*Task prompt:* Take every line from the material that has the word "curation" in it.

*Data provided:*
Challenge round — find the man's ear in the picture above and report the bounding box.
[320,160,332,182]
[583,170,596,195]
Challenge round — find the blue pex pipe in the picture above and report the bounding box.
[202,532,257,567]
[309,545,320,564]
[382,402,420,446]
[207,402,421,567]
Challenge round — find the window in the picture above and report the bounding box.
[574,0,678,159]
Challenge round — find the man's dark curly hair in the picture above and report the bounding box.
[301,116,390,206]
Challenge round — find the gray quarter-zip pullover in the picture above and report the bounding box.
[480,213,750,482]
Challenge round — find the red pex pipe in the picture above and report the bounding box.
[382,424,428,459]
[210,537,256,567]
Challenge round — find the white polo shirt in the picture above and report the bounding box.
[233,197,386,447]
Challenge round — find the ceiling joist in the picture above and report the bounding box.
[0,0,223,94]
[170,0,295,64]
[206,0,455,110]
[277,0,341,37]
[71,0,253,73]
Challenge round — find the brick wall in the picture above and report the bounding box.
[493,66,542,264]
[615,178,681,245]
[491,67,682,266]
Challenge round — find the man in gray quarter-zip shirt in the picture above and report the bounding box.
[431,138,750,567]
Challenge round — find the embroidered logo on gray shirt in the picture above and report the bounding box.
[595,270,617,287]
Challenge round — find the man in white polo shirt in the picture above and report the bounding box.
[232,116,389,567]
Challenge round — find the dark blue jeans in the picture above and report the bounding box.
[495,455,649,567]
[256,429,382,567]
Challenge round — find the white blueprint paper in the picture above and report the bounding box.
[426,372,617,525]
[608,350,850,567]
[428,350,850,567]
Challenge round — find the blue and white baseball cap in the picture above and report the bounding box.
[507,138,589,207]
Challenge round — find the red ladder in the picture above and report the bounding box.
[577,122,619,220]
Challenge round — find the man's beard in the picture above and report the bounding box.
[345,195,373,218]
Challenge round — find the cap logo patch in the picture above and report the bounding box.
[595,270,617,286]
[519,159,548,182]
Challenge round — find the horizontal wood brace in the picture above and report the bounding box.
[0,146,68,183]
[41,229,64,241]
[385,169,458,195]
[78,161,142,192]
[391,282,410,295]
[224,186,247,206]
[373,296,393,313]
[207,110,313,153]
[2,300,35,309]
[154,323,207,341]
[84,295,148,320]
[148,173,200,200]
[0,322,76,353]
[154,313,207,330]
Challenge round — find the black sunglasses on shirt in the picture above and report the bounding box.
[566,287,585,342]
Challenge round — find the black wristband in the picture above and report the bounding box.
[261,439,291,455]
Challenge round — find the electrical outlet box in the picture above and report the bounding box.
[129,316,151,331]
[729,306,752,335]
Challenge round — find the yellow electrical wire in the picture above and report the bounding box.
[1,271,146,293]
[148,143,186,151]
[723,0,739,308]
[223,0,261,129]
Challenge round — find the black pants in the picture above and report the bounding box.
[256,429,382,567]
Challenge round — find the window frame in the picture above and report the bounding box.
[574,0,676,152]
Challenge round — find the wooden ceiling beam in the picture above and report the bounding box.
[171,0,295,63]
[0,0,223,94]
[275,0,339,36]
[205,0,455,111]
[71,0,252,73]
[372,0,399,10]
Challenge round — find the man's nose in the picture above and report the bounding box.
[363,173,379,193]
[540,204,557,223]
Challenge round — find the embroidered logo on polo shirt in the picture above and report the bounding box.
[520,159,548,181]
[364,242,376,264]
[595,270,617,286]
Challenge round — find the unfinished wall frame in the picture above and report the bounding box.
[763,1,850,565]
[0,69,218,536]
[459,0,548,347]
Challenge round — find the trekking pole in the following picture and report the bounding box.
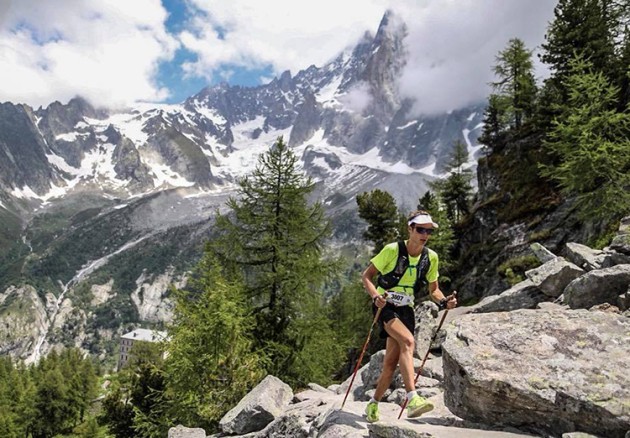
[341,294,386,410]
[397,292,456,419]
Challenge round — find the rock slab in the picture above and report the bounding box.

...

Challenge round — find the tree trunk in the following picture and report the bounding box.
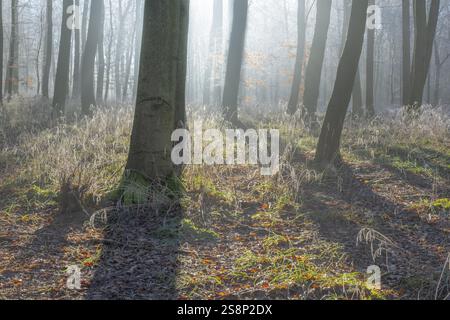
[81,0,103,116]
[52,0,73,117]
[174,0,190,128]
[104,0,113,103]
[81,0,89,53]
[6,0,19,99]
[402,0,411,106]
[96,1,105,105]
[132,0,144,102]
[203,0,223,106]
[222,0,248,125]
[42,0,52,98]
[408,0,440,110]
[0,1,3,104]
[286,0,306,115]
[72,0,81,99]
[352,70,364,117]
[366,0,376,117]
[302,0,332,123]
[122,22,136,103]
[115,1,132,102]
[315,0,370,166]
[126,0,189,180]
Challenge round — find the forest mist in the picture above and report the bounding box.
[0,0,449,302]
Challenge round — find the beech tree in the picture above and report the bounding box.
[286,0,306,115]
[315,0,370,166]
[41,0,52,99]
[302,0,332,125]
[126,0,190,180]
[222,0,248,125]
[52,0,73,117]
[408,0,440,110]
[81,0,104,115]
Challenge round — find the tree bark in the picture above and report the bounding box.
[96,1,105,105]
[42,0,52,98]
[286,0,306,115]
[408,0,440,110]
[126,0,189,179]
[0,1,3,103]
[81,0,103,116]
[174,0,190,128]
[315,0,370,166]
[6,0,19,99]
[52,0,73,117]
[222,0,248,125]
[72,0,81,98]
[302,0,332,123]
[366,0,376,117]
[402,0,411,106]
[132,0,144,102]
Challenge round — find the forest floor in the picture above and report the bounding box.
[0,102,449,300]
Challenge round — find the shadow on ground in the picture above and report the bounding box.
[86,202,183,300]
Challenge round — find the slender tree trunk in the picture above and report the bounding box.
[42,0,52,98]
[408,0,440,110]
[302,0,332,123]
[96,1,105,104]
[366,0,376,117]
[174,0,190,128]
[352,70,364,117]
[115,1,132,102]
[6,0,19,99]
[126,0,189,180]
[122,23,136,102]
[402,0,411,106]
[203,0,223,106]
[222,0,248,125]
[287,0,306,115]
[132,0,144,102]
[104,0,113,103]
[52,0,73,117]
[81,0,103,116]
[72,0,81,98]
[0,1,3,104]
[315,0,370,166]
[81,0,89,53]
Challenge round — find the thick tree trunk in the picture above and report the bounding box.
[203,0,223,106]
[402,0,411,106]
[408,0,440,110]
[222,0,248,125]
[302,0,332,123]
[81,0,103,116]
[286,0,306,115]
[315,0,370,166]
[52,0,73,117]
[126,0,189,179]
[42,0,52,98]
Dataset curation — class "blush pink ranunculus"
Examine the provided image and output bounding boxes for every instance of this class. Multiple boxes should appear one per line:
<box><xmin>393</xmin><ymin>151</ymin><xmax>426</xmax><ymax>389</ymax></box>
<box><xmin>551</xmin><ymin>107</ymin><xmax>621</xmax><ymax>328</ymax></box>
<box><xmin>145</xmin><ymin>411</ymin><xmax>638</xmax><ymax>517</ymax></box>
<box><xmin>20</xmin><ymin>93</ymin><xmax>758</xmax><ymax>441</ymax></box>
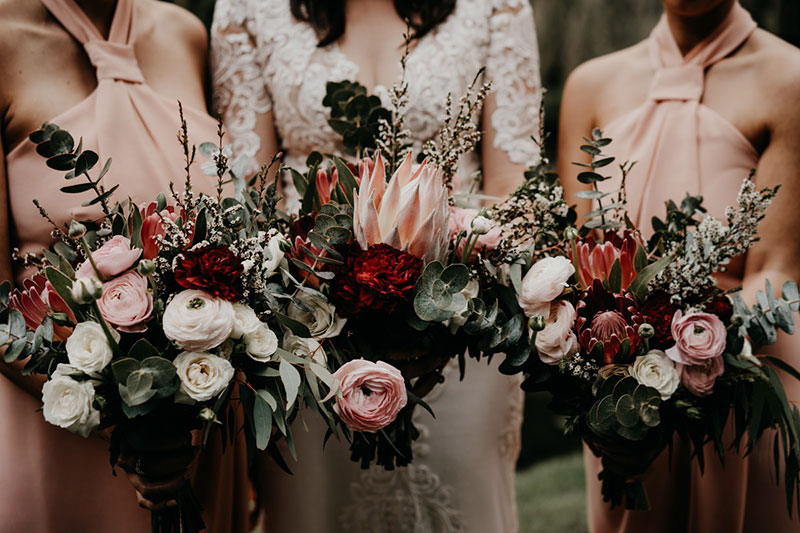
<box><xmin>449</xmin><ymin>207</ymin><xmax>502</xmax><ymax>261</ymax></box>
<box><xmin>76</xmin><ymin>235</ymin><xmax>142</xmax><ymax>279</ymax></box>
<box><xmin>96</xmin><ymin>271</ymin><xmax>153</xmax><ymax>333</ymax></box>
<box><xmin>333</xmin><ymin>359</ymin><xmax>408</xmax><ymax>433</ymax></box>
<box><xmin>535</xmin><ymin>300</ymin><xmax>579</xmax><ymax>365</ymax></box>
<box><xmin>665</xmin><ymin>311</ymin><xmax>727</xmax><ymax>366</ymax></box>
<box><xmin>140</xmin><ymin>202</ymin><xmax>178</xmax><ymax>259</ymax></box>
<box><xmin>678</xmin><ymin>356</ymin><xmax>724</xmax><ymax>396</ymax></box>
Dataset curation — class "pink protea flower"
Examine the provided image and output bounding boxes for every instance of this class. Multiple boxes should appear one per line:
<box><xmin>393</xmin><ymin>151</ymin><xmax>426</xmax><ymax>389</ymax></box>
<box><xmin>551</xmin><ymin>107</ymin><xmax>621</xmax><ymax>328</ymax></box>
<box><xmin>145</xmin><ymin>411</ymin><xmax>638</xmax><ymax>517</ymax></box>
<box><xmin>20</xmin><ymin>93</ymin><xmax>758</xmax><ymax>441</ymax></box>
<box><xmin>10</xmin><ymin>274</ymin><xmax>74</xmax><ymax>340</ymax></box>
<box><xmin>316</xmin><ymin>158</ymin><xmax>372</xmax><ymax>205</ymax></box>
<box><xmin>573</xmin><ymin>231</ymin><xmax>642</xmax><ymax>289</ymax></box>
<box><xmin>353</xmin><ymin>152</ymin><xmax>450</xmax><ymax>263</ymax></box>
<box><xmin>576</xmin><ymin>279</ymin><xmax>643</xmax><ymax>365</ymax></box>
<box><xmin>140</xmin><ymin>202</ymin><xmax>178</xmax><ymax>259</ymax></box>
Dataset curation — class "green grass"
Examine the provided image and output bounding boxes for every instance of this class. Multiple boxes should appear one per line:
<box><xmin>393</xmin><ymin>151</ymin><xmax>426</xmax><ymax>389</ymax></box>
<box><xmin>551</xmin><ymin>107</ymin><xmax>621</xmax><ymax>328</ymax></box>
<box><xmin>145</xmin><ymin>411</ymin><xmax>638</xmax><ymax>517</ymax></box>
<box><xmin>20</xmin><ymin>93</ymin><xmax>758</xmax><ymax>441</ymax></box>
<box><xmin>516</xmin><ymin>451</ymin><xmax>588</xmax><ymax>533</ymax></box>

*Written answer:*
Dataset curation — class "blush pink ranunculus"
Dataset curation — class "pink protea flower"
Dataset curation — class "green grass"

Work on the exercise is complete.